- [Task brief]
Please format the rows below as a Markdown table with the columns Num and Line, starting with the line that contains "Target: bulldog's ear" and continuing through the final line of the rows. Number each line in order and leave out any blank lines.

* * * * *

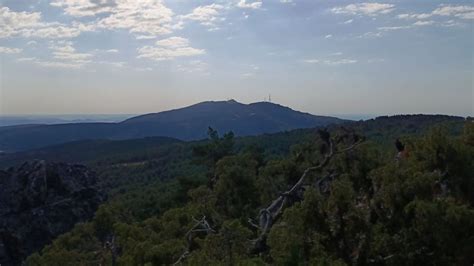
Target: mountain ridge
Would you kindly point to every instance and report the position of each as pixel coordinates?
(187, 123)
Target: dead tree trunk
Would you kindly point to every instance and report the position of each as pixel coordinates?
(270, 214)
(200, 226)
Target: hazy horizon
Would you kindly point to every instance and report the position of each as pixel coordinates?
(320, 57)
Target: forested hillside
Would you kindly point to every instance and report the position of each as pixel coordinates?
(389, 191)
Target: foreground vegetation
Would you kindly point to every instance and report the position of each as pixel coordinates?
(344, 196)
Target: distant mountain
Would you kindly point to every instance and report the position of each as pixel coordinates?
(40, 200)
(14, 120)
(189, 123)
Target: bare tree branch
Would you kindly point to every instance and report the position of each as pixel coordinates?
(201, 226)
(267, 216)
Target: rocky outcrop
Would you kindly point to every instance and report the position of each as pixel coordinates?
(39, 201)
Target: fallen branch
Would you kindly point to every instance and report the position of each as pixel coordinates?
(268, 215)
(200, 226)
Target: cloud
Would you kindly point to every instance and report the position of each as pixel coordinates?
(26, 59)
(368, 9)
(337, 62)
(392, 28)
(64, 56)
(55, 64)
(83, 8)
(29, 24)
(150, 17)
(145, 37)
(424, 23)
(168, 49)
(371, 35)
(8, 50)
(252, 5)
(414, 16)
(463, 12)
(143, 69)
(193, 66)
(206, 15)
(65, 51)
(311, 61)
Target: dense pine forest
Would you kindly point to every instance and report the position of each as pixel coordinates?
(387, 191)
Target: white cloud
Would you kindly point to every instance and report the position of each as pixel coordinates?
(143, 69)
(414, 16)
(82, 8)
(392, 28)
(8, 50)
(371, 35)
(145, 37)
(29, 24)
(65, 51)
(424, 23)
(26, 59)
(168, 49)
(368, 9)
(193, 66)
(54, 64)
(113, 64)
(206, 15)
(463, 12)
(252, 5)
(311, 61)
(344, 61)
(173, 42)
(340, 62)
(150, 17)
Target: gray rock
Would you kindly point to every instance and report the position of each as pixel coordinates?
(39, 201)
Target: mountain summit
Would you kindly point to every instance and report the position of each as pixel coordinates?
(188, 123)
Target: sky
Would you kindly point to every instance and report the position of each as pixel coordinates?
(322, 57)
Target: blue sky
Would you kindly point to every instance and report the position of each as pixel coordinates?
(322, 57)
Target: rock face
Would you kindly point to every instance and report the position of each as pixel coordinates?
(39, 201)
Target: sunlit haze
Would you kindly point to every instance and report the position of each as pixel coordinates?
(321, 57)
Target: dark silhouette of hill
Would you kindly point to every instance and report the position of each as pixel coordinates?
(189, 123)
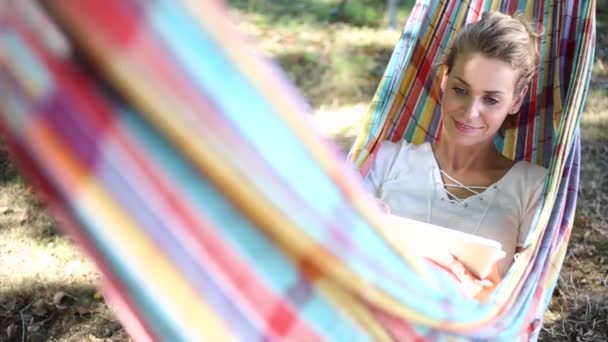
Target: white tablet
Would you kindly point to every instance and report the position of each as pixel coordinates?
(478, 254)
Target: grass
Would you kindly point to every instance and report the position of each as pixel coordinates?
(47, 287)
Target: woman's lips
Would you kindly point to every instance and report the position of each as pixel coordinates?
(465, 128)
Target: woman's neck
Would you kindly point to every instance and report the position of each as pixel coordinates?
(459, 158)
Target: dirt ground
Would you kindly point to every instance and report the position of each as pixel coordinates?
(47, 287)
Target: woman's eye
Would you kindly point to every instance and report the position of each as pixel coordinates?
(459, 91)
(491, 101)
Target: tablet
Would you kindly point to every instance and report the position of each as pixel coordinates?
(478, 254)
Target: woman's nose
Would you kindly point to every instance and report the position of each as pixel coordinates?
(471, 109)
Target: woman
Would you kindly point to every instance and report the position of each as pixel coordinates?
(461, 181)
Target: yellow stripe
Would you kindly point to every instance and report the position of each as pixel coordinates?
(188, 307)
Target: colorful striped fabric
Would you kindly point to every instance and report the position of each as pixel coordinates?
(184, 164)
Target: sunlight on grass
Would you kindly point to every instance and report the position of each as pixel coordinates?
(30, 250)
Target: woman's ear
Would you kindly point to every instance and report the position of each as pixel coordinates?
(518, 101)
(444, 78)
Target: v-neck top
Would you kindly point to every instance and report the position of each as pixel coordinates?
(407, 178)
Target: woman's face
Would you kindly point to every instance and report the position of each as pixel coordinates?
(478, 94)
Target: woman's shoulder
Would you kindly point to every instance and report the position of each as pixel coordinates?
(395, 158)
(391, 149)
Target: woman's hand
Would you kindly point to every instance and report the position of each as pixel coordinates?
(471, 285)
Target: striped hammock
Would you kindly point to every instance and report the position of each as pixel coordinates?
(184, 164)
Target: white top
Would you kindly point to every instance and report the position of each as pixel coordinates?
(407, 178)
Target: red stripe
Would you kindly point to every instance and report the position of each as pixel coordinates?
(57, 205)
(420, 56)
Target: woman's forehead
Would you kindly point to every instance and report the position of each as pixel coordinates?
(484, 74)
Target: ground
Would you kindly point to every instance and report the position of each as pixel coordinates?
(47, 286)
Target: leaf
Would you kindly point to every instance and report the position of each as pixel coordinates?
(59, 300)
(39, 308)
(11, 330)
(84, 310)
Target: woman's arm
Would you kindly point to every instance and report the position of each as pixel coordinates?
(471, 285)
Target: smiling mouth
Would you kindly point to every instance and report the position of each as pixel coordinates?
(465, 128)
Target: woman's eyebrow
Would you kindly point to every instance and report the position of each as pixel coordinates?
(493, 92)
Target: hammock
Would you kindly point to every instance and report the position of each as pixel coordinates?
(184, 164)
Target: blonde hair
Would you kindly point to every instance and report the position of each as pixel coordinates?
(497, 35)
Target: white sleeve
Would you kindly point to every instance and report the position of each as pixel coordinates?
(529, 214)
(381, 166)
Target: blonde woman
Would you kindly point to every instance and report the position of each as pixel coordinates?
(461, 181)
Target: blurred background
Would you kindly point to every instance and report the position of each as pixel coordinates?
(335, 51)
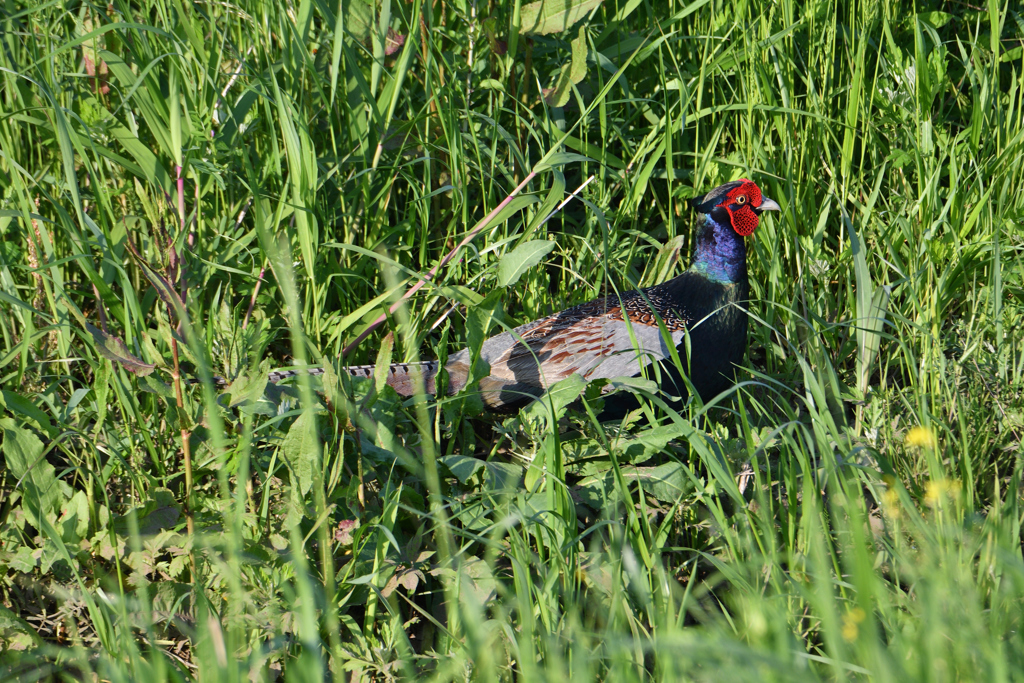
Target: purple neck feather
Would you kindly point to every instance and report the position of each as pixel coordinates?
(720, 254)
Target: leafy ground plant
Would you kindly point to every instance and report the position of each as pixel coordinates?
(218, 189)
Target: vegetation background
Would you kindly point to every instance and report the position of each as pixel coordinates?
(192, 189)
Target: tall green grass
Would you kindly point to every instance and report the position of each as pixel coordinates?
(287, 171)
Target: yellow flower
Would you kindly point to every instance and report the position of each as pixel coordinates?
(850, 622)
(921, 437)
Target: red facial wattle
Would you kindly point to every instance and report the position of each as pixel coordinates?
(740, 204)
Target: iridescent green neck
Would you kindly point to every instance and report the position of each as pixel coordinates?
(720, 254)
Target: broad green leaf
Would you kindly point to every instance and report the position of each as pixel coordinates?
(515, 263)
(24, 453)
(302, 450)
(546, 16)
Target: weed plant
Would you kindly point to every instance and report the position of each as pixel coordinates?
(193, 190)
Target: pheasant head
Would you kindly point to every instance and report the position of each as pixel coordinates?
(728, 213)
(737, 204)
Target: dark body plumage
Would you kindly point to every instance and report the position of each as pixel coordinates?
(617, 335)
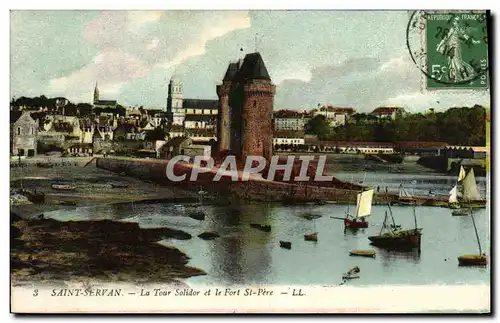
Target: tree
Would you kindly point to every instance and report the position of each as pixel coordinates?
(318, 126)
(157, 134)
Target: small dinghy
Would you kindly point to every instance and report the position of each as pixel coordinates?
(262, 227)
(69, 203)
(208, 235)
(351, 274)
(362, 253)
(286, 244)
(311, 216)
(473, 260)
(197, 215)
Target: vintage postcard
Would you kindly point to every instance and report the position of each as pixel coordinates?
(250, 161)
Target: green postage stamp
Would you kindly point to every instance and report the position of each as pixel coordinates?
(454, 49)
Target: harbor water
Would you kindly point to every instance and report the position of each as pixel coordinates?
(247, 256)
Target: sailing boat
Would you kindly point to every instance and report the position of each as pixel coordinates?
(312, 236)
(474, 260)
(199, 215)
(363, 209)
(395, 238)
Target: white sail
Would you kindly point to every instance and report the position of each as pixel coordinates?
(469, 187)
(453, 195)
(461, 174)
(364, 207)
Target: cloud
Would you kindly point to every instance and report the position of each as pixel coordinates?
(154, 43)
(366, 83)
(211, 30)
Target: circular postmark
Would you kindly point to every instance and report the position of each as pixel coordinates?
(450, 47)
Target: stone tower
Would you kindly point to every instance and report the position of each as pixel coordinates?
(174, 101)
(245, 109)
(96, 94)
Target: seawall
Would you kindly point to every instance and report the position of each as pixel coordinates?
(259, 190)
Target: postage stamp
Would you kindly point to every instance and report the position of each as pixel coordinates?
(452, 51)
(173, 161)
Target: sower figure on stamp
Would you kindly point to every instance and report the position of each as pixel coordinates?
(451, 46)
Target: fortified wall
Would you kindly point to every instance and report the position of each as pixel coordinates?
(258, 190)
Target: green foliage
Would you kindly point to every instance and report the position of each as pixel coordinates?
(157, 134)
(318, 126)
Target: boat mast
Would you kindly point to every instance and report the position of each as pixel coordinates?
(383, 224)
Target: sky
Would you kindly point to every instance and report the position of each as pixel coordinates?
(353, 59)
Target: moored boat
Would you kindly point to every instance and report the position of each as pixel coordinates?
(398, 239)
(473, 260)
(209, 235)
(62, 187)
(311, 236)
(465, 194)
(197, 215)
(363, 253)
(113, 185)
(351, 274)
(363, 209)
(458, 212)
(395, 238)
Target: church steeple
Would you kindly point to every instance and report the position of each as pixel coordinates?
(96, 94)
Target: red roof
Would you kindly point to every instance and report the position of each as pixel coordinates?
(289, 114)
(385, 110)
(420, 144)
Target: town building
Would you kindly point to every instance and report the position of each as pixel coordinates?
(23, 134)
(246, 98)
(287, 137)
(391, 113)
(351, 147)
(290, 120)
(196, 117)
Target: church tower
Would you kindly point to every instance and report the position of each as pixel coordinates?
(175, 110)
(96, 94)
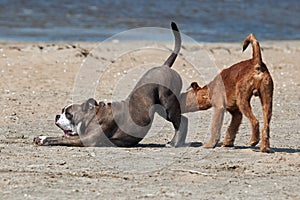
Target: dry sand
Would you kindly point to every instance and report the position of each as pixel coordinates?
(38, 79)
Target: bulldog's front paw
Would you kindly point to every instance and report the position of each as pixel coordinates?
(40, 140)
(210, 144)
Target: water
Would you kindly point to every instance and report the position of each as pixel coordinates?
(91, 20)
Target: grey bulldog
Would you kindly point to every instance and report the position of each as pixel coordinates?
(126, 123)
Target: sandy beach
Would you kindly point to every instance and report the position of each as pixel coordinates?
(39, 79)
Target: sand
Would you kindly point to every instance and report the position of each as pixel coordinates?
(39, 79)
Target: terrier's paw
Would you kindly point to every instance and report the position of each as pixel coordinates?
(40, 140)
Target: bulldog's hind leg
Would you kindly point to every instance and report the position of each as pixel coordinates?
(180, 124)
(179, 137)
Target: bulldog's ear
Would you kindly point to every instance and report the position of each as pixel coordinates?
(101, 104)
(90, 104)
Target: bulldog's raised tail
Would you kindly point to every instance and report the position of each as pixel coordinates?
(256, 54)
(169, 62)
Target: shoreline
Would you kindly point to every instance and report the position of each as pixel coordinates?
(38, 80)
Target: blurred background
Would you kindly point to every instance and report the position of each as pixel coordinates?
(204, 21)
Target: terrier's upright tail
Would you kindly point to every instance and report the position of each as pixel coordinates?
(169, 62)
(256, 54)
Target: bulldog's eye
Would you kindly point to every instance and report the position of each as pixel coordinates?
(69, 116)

* * * * *

- [Task response]
| Num | Line |
|---|---|
| 1 | Target: bulldog's ear |
| 2 | Would you kindly point to every instance and report the position of each as pixel coordinates? |
| 3 | (101, 104) |
| 4 | (90, 104) |
| 5 | Target: bulldog's raised tail |
| 6 | Would you kindly point to every instance and report the position of each as pixel coordinates? |
| 7 | (256, 54) |
| 8 | (169, 62) |
| 9 | Target: shoreline |
| 10 | Would you kindly point to every instance and report the position of each as pixel coordinates? |
| 11 | (38, 80) |
| 12 | Target: blurred background |
| 13 | Would you kindly point to every instance and report the position of each as pixel coordinates? |
| 14 | (204, 21) |
| 15 | Target: terrier's upright tail |
| 16 | Would you kindly point to every instance and report the position of each as pixel coordinates? |
| 17 | (169, 62) |
| 18 | (256, 54) |
| 19 | Target: bulldog's eye |
| 20 | Would you kindly point to every instance and report the position of each as pixel coordinates? |
| 21 | (69, 116) |